> **PROBLEM REQUIREMENTS**
Copy the material word for word, from the line containing "the eyeglasses, that" through the end.

- - - - -

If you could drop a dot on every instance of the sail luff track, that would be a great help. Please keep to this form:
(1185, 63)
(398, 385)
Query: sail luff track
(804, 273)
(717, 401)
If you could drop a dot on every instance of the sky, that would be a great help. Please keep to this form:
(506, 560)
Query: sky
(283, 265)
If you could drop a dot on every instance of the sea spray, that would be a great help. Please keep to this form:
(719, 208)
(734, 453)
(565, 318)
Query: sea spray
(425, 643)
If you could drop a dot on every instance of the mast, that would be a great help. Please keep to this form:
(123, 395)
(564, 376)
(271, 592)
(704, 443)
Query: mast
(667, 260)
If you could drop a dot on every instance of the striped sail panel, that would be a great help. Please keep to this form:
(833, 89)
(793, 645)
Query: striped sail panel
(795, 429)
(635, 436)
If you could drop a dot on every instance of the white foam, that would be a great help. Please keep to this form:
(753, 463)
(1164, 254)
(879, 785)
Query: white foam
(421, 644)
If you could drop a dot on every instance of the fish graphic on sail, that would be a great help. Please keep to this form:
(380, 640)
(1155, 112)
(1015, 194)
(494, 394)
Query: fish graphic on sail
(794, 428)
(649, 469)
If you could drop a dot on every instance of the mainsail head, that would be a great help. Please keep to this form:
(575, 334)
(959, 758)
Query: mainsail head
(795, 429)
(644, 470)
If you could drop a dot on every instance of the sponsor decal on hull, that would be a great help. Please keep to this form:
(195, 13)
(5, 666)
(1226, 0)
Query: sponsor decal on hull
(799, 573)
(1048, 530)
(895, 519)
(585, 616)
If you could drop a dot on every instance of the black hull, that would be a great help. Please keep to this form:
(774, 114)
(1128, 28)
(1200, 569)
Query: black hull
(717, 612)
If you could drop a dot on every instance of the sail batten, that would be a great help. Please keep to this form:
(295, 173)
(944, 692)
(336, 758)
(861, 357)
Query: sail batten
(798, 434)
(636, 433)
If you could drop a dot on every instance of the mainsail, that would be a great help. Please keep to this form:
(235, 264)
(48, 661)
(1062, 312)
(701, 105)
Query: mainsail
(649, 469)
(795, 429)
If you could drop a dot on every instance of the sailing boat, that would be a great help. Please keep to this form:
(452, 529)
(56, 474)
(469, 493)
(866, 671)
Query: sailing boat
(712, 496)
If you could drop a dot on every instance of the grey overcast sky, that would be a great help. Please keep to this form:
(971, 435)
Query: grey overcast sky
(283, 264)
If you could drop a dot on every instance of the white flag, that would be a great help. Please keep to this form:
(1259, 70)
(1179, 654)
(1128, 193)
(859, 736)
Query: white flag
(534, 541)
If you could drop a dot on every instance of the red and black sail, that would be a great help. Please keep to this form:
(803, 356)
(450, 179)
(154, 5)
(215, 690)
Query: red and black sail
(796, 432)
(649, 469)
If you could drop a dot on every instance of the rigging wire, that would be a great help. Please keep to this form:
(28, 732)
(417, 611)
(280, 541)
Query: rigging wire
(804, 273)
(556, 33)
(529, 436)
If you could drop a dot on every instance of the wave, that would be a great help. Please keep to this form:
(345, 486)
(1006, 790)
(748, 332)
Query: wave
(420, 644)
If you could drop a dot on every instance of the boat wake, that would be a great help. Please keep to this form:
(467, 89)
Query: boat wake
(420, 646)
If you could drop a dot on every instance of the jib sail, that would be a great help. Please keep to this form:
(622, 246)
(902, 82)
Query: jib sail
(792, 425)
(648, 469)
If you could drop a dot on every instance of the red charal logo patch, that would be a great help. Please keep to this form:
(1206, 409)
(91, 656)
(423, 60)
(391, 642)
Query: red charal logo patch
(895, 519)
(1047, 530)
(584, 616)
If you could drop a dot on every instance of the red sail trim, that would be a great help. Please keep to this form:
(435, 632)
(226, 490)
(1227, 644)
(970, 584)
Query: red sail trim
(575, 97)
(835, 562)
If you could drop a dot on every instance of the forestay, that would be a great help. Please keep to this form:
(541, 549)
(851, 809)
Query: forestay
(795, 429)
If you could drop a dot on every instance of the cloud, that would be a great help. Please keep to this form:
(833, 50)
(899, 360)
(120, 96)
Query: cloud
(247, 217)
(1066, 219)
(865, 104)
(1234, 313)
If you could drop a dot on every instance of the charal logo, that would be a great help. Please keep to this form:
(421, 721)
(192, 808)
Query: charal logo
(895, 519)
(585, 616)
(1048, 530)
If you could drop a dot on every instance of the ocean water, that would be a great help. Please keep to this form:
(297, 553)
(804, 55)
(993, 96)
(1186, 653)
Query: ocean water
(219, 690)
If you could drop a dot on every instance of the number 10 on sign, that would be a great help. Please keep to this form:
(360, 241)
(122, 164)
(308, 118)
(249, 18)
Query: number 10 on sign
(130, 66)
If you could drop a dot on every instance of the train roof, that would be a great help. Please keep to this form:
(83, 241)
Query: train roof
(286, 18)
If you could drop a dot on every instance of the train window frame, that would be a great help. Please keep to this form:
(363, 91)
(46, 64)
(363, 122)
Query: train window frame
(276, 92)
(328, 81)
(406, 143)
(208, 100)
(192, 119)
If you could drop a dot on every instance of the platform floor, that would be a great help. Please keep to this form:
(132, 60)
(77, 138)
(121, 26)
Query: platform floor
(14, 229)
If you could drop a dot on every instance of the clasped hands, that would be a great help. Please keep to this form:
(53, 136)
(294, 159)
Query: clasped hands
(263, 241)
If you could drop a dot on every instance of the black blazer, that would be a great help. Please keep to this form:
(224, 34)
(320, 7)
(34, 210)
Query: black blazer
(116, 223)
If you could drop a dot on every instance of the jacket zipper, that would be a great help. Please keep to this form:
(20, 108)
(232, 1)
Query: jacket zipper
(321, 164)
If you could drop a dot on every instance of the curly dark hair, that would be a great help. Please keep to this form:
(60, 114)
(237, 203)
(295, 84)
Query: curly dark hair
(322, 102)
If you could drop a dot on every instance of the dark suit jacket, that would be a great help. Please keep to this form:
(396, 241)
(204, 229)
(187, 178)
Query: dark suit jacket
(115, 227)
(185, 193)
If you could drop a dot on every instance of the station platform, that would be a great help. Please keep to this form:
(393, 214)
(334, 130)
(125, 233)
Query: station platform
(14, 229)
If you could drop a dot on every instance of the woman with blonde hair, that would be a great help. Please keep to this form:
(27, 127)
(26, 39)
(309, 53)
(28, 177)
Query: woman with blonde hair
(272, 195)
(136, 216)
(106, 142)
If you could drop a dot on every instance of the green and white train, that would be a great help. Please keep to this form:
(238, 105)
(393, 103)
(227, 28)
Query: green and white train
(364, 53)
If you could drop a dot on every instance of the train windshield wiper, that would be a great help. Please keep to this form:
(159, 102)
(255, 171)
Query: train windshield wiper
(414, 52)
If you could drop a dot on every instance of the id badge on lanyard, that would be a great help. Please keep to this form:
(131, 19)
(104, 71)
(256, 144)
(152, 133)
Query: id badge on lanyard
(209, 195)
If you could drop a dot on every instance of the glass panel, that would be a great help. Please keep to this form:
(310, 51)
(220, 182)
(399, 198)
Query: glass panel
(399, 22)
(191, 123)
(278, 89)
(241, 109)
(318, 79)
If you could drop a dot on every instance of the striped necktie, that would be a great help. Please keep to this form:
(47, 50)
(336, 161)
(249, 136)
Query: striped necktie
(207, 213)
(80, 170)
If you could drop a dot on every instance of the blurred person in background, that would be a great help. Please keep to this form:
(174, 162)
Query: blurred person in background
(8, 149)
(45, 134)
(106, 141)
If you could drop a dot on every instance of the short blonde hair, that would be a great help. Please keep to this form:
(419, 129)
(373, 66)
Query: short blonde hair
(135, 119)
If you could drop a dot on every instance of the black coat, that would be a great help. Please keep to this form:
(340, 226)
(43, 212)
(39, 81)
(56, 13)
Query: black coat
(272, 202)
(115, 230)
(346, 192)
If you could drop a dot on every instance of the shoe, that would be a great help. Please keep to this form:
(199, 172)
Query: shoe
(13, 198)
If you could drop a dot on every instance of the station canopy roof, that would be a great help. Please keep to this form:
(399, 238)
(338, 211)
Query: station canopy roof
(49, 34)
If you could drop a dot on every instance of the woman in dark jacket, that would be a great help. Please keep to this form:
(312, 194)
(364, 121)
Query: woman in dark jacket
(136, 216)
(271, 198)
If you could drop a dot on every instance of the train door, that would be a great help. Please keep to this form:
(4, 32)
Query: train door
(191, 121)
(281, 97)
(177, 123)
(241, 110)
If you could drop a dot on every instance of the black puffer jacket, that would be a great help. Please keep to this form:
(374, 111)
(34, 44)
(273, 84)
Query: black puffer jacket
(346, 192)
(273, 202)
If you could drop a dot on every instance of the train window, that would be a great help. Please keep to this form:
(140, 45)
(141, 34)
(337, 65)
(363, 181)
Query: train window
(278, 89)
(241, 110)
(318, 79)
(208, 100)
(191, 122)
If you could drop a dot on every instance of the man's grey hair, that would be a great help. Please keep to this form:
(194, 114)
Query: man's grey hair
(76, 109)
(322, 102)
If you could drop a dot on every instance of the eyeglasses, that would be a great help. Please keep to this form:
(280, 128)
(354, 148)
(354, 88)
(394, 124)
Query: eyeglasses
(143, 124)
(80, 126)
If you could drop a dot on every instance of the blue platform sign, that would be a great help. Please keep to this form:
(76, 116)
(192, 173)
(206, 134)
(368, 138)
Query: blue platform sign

- - - - -

> **OUTPUT FOR THIS TASK**
If you could drop a dot on every instance of the eyeglasses, that would be a great help. Please keep to this form:
(280, 128)
(354, 148)
(354, 88)
(394, 124)
Query: eyeglasses
(143, 124)
(80, 126)
If you could drop a dot on every instance of the blue platform sign, that would be a great help. Please keep to this form:
(76, 116)
(192, 173)
(206, 134)
(368, 138)
Query: blue platform sign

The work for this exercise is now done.